■ **What the task asks**
Below is a set of entries. Reproduce exactly the lines from the one containing "Keypoint placement: for each instance of the crowd in" through the end, both included.

■ **The records**
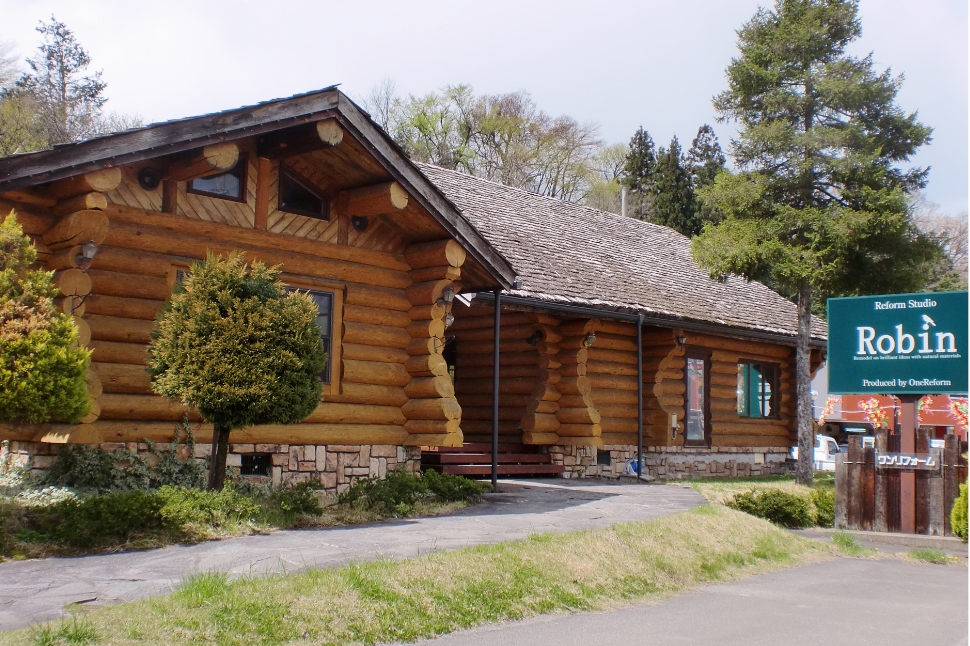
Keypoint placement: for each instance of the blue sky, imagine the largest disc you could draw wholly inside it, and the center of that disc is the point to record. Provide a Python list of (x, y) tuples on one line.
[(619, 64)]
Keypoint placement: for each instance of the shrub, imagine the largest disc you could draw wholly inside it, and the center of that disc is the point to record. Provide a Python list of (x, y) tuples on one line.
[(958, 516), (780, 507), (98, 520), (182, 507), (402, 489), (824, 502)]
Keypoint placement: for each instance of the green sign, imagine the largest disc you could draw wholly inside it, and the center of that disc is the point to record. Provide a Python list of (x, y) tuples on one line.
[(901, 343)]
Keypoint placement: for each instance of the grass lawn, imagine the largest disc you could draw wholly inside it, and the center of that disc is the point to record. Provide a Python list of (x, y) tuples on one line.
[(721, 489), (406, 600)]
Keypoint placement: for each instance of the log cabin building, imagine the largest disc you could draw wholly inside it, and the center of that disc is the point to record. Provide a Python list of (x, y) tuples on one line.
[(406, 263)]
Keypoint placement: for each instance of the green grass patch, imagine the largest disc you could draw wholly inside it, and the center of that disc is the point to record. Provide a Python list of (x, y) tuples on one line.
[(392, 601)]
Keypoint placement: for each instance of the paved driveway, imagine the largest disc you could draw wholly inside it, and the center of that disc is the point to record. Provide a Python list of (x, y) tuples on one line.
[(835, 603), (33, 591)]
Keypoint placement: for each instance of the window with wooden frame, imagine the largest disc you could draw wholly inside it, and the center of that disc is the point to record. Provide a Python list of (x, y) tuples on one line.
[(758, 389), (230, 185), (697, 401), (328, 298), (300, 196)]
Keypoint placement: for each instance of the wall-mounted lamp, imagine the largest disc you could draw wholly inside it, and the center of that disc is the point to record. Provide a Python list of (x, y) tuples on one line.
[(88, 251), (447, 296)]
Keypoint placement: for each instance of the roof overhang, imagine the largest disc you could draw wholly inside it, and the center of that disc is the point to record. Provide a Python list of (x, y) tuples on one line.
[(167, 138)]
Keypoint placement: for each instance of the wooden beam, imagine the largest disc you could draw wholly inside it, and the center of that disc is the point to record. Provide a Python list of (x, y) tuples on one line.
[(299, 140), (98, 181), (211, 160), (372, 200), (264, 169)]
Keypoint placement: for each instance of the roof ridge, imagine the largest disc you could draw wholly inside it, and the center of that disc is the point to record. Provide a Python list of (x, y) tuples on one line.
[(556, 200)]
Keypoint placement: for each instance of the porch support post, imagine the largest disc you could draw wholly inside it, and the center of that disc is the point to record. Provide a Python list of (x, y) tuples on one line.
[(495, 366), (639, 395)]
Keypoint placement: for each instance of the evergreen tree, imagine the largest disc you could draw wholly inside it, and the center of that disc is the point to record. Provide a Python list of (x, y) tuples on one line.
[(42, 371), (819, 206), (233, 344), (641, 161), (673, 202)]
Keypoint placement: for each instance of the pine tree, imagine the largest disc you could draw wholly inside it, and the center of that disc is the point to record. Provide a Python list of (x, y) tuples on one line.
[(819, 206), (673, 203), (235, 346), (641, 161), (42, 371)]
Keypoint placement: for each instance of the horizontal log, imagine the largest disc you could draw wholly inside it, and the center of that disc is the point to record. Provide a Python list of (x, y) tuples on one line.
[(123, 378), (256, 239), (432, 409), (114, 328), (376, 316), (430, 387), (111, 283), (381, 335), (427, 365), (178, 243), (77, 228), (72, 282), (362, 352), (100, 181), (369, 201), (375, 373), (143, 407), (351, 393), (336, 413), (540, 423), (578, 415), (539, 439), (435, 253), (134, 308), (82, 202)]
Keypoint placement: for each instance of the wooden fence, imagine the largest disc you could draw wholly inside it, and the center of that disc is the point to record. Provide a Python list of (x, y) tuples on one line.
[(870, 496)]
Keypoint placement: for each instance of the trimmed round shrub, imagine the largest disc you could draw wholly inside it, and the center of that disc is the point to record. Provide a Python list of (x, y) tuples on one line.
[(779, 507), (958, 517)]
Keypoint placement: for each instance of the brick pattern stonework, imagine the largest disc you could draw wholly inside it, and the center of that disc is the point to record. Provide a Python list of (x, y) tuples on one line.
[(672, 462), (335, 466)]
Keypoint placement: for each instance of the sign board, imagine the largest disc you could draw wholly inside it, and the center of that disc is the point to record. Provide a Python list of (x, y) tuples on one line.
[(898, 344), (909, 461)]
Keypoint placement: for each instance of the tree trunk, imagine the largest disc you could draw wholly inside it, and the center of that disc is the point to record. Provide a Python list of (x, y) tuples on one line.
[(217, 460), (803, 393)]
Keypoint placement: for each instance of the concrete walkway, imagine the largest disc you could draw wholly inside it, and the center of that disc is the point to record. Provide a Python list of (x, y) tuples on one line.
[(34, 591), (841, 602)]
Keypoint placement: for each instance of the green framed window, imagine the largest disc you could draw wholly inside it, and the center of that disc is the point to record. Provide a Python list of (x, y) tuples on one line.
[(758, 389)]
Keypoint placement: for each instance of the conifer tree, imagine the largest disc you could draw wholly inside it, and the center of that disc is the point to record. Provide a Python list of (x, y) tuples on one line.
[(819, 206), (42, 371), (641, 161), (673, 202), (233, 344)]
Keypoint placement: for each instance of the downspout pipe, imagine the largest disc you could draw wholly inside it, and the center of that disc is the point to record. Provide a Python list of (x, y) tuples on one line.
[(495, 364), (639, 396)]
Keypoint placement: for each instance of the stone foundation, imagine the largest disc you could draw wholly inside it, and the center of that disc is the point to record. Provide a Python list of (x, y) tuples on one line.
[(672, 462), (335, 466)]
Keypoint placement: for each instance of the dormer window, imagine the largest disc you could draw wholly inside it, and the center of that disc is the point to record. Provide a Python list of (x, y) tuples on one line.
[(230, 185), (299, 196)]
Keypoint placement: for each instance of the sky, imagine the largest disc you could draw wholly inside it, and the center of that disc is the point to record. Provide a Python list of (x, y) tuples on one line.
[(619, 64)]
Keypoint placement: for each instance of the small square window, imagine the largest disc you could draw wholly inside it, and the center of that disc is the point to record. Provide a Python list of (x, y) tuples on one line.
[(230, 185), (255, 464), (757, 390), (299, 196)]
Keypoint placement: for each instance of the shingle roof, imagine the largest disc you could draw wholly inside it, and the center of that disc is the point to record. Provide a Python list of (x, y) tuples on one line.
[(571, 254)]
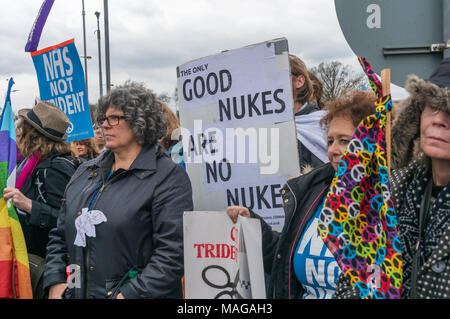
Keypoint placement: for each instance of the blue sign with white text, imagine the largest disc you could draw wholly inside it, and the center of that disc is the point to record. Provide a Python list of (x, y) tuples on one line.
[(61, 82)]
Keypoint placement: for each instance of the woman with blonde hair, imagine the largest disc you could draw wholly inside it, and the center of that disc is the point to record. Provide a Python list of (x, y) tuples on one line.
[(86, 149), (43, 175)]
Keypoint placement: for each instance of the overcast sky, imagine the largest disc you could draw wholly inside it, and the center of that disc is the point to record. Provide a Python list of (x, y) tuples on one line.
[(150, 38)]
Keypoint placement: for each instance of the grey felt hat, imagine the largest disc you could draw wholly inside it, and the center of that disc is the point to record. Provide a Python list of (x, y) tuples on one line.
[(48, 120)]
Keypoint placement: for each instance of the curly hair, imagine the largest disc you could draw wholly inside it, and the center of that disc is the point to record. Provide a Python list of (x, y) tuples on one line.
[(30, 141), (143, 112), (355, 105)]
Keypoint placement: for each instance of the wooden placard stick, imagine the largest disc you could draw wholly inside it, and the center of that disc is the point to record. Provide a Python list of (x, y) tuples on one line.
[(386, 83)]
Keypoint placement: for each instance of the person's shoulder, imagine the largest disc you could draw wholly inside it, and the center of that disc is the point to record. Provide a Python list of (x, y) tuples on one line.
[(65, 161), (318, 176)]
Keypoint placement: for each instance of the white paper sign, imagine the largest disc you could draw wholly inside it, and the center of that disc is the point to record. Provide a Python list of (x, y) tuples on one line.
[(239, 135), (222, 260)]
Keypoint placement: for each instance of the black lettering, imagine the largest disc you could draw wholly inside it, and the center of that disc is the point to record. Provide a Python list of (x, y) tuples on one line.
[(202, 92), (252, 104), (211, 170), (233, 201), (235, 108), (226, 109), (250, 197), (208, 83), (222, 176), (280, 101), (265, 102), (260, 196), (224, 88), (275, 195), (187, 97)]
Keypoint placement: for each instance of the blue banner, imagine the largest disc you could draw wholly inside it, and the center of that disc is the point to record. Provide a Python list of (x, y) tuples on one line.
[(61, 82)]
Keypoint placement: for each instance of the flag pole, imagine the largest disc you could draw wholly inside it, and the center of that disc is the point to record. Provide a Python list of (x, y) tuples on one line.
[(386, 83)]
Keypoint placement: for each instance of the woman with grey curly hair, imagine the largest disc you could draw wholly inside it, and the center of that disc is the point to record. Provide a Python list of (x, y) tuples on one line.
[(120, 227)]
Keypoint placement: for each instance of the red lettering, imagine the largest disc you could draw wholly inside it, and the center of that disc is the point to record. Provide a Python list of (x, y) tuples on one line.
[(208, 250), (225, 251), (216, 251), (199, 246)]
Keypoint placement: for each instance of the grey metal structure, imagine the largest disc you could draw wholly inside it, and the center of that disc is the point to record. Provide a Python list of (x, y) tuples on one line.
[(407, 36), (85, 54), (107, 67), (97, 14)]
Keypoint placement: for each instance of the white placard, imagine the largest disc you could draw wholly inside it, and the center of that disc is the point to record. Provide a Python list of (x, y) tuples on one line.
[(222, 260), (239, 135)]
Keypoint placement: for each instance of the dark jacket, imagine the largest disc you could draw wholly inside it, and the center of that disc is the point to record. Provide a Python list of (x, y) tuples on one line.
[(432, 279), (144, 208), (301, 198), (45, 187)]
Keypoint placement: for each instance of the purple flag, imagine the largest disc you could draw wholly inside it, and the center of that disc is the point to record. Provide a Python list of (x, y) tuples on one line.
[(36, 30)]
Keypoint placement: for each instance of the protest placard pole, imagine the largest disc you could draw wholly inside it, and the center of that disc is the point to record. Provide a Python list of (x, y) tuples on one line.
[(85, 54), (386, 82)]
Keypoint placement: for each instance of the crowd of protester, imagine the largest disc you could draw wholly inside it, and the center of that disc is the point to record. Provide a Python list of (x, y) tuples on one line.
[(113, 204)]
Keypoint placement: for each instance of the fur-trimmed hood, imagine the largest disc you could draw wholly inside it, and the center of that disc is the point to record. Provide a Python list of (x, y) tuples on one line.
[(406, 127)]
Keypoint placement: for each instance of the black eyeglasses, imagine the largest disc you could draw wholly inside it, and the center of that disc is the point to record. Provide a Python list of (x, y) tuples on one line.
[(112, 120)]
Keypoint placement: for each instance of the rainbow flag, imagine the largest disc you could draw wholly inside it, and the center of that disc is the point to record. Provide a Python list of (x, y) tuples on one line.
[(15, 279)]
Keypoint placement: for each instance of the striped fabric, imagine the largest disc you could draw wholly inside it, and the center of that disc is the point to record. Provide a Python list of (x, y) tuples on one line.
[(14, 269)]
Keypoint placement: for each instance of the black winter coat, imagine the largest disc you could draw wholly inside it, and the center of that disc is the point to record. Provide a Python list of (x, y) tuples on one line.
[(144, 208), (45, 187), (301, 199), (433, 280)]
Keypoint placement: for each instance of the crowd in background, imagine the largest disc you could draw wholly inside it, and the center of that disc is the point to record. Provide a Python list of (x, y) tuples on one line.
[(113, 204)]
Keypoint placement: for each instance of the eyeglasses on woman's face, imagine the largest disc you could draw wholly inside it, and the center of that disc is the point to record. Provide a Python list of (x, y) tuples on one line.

■ **Task solution**
Keypoint placement: for each instance of the crowd in background, imagine the largest disc you could draw wholly inside it, and the center of that disc is the point to record. Provide a Python list of (x, y) tuples on one line.
[(113, 204)]
Keypoint placement: for each instance of the eyeglasses on woman's face, imagine the largest disc you could draw wholly inside it, and the center of that disc is the point to record. Provide a Python list of (x, y) tuples on one line.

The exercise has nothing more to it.